- **Task requirements**:
a - Using the passage about an additional lane on the Southeast Expressway, explain in one to three sentences why travel speeds slowed and peak-period queues lengthened there between 2006 and 2010.
b - Pick up the discussion of the additional Southeast Expressway lane after its final line.

--- START Provided passage ---

Additional lane on the Southeast Expressway

the CA/T project improvements have made I-93 a comparatively more attractive route than I-95 in the eyes of many drivers. For these reasons, between 2006, after the completion of the CA/T project, and 2010, a slowing of travel speeds and a lengthening of peak-period queues have been observed on the Southeast Expressway.

Hey what do you know: induced demand at work.

So, this is how it goes:
  1. Build massive highway.
  2. Drivers attracted to highway begin to clog up access roads.
  3. Propose more highways and/or widenings of existing ones.
  4. Repeat.

They didn't put a price tag estimate on it, but after skimming the document and the appendix, I think it's easily going to run into the billions.
 
I skimmed through the report and was disappointed that the plan does not add breakdown lanes for the general traffic lanes on the SE Expressway.

One big plus in the design is that it would two-track the Old Colony Line through the area.

--- END Provided passage ---
--- START Extracted entries ---

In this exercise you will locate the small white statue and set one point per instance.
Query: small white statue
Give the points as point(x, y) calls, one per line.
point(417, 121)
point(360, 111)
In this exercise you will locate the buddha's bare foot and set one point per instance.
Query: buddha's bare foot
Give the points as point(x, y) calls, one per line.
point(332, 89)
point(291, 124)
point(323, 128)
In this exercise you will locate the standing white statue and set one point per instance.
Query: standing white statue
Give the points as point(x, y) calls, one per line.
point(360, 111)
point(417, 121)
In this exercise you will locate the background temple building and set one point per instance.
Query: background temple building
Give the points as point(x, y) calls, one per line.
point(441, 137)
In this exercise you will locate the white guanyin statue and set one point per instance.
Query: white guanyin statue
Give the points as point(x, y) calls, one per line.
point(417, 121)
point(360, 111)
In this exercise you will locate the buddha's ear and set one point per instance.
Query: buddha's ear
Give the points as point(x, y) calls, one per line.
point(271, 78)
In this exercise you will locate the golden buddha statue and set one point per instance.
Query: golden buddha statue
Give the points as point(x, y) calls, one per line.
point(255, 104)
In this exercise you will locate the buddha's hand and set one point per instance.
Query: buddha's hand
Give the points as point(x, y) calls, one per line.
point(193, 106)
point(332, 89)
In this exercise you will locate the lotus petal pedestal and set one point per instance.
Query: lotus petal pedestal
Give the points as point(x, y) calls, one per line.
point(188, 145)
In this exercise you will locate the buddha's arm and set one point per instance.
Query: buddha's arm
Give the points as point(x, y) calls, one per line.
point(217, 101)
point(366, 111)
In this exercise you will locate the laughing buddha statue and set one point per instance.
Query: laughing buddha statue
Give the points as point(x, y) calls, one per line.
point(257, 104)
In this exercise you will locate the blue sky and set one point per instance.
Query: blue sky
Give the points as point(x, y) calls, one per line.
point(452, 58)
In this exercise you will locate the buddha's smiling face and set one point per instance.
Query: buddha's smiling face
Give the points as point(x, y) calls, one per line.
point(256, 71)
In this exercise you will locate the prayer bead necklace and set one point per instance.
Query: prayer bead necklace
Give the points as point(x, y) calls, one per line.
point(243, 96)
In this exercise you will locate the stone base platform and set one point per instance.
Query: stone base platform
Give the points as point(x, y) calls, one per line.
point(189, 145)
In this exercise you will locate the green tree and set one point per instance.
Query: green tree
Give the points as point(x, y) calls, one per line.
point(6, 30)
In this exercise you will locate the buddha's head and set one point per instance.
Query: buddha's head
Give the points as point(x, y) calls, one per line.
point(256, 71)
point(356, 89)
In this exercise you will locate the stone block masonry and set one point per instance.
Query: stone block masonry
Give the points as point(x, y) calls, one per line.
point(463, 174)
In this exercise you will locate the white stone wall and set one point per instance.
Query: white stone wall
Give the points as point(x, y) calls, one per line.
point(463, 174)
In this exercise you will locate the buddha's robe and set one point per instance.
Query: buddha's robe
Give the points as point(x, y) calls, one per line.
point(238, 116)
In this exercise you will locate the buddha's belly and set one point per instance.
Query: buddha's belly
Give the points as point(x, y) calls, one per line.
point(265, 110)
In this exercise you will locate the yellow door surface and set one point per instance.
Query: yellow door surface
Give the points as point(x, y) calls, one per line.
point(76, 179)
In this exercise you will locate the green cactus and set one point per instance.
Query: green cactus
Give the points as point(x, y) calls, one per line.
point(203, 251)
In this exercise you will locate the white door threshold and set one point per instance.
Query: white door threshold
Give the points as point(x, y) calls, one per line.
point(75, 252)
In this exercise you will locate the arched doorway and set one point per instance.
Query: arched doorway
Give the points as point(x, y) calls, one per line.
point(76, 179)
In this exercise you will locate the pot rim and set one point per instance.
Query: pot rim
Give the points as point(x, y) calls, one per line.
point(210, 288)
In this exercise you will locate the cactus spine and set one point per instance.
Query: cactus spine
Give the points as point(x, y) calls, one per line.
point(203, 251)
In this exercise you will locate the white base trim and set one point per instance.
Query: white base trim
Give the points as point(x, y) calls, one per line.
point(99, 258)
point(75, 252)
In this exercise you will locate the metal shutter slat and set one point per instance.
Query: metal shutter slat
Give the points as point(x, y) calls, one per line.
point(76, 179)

--- END Extracted entries ---

- **In response**:
a - The passage says the CA/T project improvements made I-93 a comparatively more attractive route than I-95 to many drivers. After that project was completed, travel speeds on the Southeast Expressway slowed and peak-period queues grew longer.

b -
Is there really that much need for breakdown lanes? They are not worth tearing down a single building anywhere.
 
An interesting proposal as it also deals with the bottleneck in the Old Colony lines and re configures the Red Line as it should have been built.

This is something that I think the state needs to look at seriously, perhaps even adding tolls (or tolls just for the zipper lane?).
 
This is a pretty good proposal overall.

I'm usually against highway expansion of any sort but this is a great solution for the HOV problem on the SE Expressway. It ends randomly at Savin Hill, forcing carpool traffic to get stuck in traffic before the ramps begin again in the South End. It doesn't really "add a lane" so much as improve flow between lanes that already exist.

I wasn't expecting there to be any Red Line/Commuter Rail improvements with this, but obviously removing the bottleneck and consolidating A/B before JFK will do a whole lot to make the system run more smoothly.

There's also the space that this will clear up for TOD.

All told I say this is a winner (depending on how much it will cost). I'd also like to see some high speed tolls added to this as well.
 
TOD is a red herring. The city could do "Transit Oriented Development" today, at minimal cost, by changing the zoning around transit stations and letting developers build on it. The fact that they continue to refuse to do this means that they are full of shit.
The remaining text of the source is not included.